→ Exercise instructions: Print the records exactly as given.

→ Dataset items:
• • • • • • •
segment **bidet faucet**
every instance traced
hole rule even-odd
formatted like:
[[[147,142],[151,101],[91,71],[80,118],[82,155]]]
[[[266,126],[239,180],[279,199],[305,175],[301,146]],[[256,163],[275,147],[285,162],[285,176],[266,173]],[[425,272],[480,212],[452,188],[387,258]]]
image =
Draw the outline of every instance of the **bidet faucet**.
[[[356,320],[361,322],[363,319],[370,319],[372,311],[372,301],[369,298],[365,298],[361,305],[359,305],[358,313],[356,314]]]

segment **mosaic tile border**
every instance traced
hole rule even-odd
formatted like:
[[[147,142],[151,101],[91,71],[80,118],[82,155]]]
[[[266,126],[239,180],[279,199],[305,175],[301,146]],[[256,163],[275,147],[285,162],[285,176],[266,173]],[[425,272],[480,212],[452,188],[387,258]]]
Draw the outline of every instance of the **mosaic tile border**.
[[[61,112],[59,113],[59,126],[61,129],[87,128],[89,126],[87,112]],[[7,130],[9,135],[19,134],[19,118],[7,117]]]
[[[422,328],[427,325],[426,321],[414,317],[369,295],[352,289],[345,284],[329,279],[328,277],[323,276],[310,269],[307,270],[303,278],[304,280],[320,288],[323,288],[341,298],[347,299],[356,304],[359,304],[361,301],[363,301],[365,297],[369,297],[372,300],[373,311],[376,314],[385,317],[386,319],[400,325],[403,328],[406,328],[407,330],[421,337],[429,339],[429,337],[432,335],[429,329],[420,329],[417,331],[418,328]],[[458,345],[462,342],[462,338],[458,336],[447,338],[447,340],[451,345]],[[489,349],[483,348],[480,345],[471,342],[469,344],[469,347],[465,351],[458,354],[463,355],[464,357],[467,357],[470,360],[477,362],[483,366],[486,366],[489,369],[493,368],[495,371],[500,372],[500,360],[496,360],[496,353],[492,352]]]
• • • • • • •
→ Answer to the exercise:
segment **bidet faucet**
every instance traced
hole rule even-odd
formatted like:
[[[147,142],[151,101],[91,71],[80,118],[82,155]]]
[[[266,126],[239,180],[279,199],[305,175],[301,146]],[[256,163],[275,147],[285,162],[285,176],[266,173]],[[425,272],[480,212],[452,188],[387,258]]]
image =
Draw the outline of every instance of the **bidet faucet**.
[[[356,320],[361,322],[363,319],[370,319],[372,311],[372,301],[369,298],[365,298],[361,305],[359,305],[358,313],[356,314]]]

segment **mosaic tile border**
every instance traced
hole rule even-odd
formatted like:
[[[147,142],[151,101],[91,71],[80,118],[82,155]]]
[[[266,126],[239,180],[279,199],[305,175],[301,146]],[[256,163],[275,147],[285,162],[285,176],[266,173]],[[425,272],[480,212],[452,188],[387,258]]]
Draw the outline of every instance of the **mosaic tile border**.
[[[61,112],[59,113],[59,126],[61,129],[87,128],[89,126],[87,112]],[[7,130],[9,135],[19,134],[19,118],[7,117]]]
[[[422,328],[427,325],[426,321],[414,317],[369,295],[352,289],[345,284],[329,279],[328,277],[323,276],[310,269],[307,270],[303,278],[304,280],[320,288],[323,288],[341,298],[347,299],[356,304],[359,304],[361,301],[363,301],[365,297],[369,297],[372,300],[373,311],[376,314],[385,317],[386,319],[400,325],[403,328],[406,328],[407,330],[421,337],[429,339],[429,337],[432,335],[429,329],[420,329],[417,331],[418,328]],[[458,345],[462,342],[462,338],[458,336],[447,338],[447,340],[451,345]],[[489,349],[483,348],[480,345],[471,342],[469,344],[469,347],[465,351],[458,354],[463,355],[464,357],[467,357],[470,360],[477,362],[483,366],[486,366],[489,369],[493,368],[495,371],[500,372],[500,360],[496,360],[496,353],[492,352]]]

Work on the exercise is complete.